**Aim of the task**
Transcribe every entry verbatim; omit pictures.

Image-grounded pointing data:
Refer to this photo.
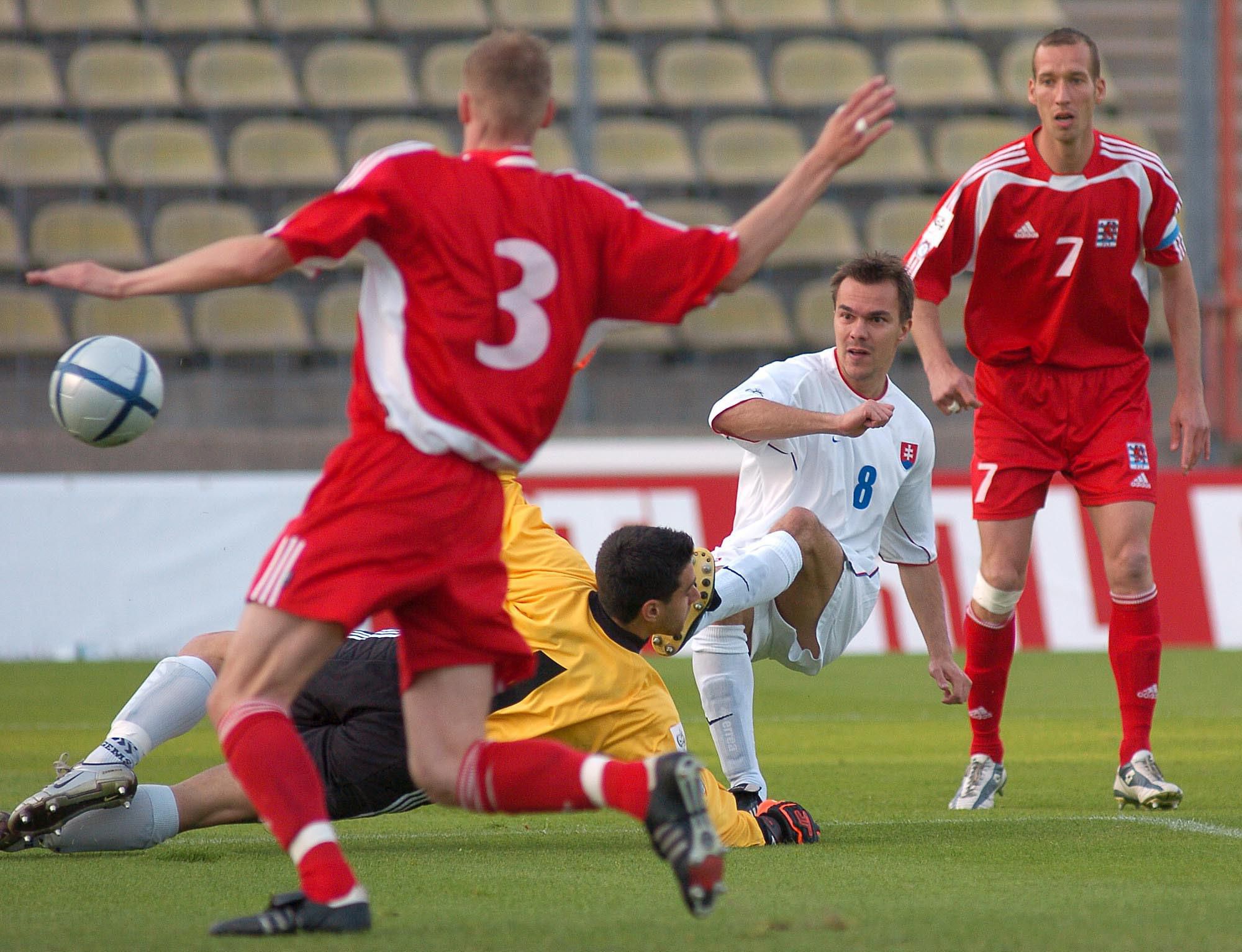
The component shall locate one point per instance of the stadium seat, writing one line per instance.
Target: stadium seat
(941, 73)
(750, 151)
(1009, 14)
(250, 321)
(165, 152)
(957, 145)
(751, 317)
(116, 75)
(152, 322)
(691, 212)
(240, 74)
(553, 16)
(660, 16)
(643, 151)
(336, 317)
(813, 315)
(75, 230)
(906, 16)
(306, 16)
(819, 73)
(357, 75)
(695, 74)
(896, 158)
(374, 135)
(825, 237)
(423, 16)
(28, 80)
(183, 227)
(758, 16)
(76, 17)
(440, 74)
(283, 152)
(30, 324)
(49, 152)
(194, 17)
(638, 336)
(12, 255)
(619, 80)
(553, 150)
(894, 224)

**Response**
Refer to this photo.
The component shall locate one point per instance of the stadium seat, writing one line per instance.
Target: stadium seat
(941, 73)
(750, 151)
(1009, 14)
(250, 321)
(165, 152)
(957, 145)
(751, 317)
(116, 75)
(152, 322)
(691, 212)
(240, 74)
(553, 16)
(660, 16)
(643, 151)
(336, 317)
(813, 315)
(75, 230)
(906, 16)
(306, 16)
(819, 73)
(357, 75)
(695, 74)
(896, 158)
(374, 135)
(825, 237)
(423, 16)
(28, 80)
(183, 227)
(758, 16)
(76, 17)
(440, 74)
(283, 152)
(30, 324)
(49, 152)
(194, 17)
(638, 336)
(12, 255)
(619, 80)
(553, 150)
(894, 224)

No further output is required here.